WHAT THE TASK ASKS —
Output the lines of the entries as a JSON list of strings, one string per line. Begin at the start of the entries, end after the line that contains "[323,181,466,211]", and omit blank lines and the pictures.

Stored data entries —
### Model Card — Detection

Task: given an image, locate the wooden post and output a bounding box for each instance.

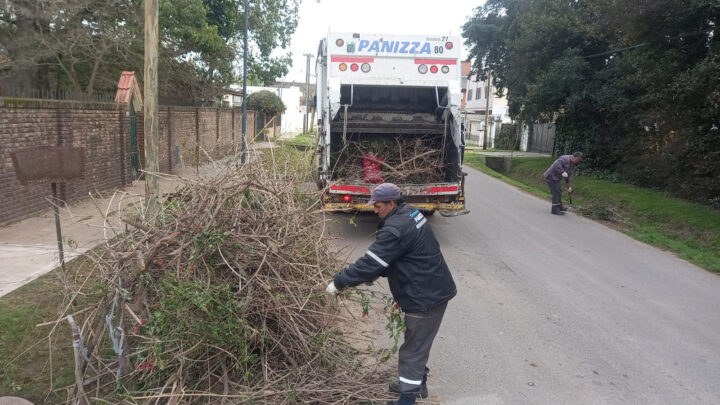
[144,0,160,218]
[195,107,200,173]
[483,72,492,150]
[168,107,172,173]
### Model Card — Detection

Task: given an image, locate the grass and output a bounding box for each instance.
[465,154,720,273]
[0,259,85,404]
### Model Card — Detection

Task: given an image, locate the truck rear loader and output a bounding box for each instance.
[315,33,467,216]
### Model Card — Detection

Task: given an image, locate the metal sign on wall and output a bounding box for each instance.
[11,146,85,185]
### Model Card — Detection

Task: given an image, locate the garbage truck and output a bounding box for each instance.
[315,33,467,216]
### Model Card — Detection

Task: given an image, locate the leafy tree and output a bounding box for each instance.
[464,0,720,203]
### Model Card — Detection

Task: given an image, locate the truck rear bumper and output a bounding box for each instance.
[323,202,465,212]
[323,181,466,211]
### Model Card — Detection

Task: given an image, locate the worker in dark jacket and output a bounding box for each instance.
[327,183,457,405]
[544,152,582,215]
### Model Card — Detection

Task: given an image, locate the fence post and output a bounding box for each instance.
[195,107,200,168]
[118,104,127,186]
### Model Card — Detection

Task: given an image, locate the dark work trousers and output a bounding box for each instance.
[398,302,447,395]
[545,178,562,212]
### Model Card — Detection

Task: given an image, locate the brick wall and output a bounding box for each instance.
[0,98,255,225]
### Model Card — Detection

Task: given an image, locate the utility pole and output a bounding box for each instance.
[143,0,160,213]
[483,72,492,150]
[240,0,248,164]
[303,53,313,133]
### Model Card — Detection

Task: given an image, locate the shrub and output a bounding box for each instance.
[248,90,285,117]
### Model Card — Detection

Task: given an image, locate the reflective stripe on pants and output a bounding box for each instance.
[545,179,562,210]
[398,302,447,394]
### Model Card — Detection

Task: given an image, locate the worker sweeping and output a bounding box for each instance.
[544,152,582,215]
[327,183,457,405]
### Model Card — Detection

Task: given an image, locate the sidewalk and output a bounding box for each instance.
[0,142,275,297]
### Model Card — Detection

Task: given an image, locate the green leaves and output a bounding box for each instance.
[248,90,285,117]
[463,0,720,202]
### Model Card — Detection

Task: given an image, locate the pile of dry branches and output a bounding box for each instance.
[56,153,388,404]
[335,136,445,184]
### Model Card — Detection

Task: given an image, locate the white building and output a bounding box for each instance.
[465,75,512,148]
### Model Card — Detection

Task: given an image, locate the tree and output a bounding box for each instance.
[0,0,299,101]
[463,0,720,202]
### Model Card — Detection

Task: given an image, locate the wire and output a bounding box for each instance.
[582,30,708,59]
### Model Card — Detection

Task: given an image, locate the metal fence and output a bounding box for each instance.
[527,123,555,153]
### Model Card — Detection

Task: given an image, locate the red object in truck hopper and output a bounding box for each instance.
[363,153,385,183]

OUTPUT —
[
  "### Model Card — Detection",
  "Task: given an image, locate the wooden post and output a bounding box for each instance.",
  "[144,0,160,218]",
  "[195,107,200,173]",
  "[483,72,492,150]",
  "[168,107,172,173]",
  "### Model Card — Detection",
  "Task: given an image, locate the grass and output a bounding box for each instance.",
  "[465,154,720,273]",
  "[0,259,85,404]",
  "### Model Card — Detection",
  "Task: given an image, locate the truck rear loader and output a bounding box for each instance.",
  "[315,33,467,216]",
  "### Model Card — Detection",
  "Task: given an image, locate the metal sign on wall and output a bounding box for each instance.",
  "[11,146,85,185]",
  "### Model Card — Detection",
  "Task: given an image, locate the garbage truck and output a bounding box for each instance.",
  "[315,33,467,216]",
  "### Model Card — Detection",
  "Task: given an image, locate the leafy tree and output a bounding box for each instance.",
  "[464,0,720,203]",
  "### Model Card — Detection",
  "Task: given an image, locate the truck rear bumper and output a bounding box for each instance.",
  "[323,202,465,212]",
  "[323,181,466,211]"
]